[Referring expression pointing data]

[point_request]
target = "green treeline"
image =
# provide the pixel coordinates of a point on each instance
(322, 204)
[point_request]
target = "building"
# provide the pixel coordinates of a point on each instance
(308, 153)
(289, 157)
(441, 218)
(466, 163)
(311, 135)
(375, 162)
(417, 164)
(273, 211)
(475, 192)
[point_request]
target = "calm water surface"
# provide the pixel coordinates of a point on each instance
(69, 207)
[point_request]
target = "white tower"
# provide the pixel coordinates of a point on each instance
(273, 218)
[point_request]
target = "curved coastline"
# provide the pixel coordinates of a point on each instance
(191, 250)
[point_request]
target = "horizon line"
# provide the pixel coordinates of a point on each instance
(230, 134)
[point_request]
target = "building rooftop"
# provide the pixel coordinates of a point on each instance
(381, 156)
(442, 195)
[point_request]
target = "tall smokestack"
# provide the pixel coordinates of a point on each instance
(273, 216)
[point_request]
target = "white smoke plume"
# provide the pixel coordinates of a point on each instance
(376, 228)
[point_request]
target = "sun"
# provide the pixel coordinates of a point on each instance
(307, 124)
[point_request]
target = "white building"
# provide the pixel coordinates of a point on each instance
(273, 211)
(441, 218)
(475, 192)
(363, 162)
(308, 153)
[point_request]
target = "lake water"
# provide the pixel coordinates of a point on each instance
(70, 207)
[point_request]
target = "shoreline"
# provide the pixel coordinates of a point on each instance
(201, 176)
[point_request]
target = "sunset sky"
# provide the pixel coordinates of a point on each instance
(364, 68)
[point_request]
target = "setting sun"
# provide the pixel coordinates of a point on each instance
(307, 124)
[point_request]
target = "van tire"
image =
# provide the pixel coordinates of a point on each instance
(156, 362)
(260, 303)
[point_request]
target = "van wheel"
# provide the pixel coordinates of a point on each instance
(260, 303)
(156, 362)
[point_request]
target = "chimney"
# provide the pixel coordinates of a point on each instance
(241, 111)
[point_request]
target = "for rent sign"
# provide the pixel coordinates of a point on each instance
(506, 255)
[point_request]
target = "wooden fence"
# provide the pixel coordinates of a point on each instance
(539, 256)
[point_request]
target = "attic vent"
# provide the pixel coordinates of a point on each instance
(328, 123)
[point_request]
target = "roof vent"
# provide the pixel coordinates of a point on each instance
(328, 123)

=== Task brief ===
Reproduce every line of the data so that nothing differs from the original.

=== Output of the exercise ===
[point_request]
target = "green treeline"
image =
# provide the pixel coordinates of a point on each instance
(322, 204)
[point_request]
target = "building"
# provide the pixel coordinates of a point on each instance
(308, 153)
(289, 157)
(441, 218)
(466, 163)
(311, 135)
(375, 162)
(417, 164)
(273, 211)
(475, 192)
[point_request]
target = "calm water surface"
# provide the pixel coordinates of a point on each instance
(69, 207)
[point_request]
target = "white tower"
# provide the pixel coordinates of a point on each instance
(273, 218)
[point_request]
target = "curved coastline"
# provide the pixel coordinates of a point on each instance
(191, 250)
[point_request]
target = "horizon line"
# provide the pixel coordinates of a point on each instance
(230, 134)
[point_request]
target = "building rooftop"
# provide the pixel coordinates of a point on each instance
(381, 156)
(442, 195)
[point_request]
target = "tall smokestack"
# provide the pixel coordinates of a point on each instance
(273, 216)
[point_request]
target = "white smoke plume"
# provide the pixel coordinates of a point on each instance
(376, 228)
[point_request]
target = "sun"
# provide the pixel coordinates of a point on each instance
(307, 124)
[point_request]
target = "white building"
# provide the pixel coordinates of a point on each instance
(273, 211)
(441, 218)
(475, 192)
(363, 162)
(308, 153)
[point_request]
target = "lake water"
# provide the pixel coordinates of a point on each instance
(70, 207)
[point_request]
target = "shoreline"
# provide the pixel coordinates of a point on each instance
(201, 176)
[point_request]
target = "sunset sky"
# provide the pixel coordinates of a point on each instance
(364, 68)
[point_request]
target = "setting sun"
# provide the pixel coordinates of a point on each instance
(307, 124)
[point_request]
target = "van tire"
image =
# provide the pixel coordinates of a point on each instance
(156, 362)
(260, 303)
[point_request]
target = "van wheel"
# provide the pixel coordinates of a point on each instance
(260, 303)
(156, 362)
[point_request]
target = "chimney"
# provide the pixel coordinates of a point on each instance
(241, 111)
[point_request]
target = "for rent sign"
# provide the pixel coordinates of a point on each instance
(506, 255)
[point_request]
target = "wooden fence"
# provide the pixel coordinates of a point on each instance
(539, 256)
[point_request]
target = "attic vent"
# provide the pixel coordinates of a point on each instance
(328, 123)
[point_request]
target = "roof vent"
# provide the pixel coordinates of a point on each instance
(328, 123)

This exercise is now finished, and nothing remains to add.